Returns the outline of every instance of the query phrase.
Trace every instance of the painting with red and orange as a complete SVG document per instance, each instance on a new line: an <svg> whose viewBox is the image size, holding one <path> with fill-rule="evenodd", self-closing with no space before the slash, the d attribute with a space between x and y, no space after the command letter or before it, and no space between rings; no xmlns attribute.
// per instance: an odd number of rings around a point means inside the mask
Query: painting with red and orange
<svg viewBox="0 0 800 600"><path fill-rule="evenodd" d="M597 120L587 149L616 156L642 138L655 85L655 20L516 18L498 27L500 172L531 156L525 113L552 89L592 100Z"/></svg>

————

= DIRECTIONS FOR THIS TASK =
If a line in the entries above contains "every", report it.

= WORKED SOLUTION =
Returns the outline of every instance of the query phrase.
Trace every instance of the painting with red and orange as a complete SVG document per instance, each instance on a new line: an <svg> whose viewBox is the image size, holding one <path> with fill-rule="evenodd", self-closing with no space before the slash, the d attribute with a space between x and y, no space after the command letter or before it, and no space between rings; no xmlns attribute.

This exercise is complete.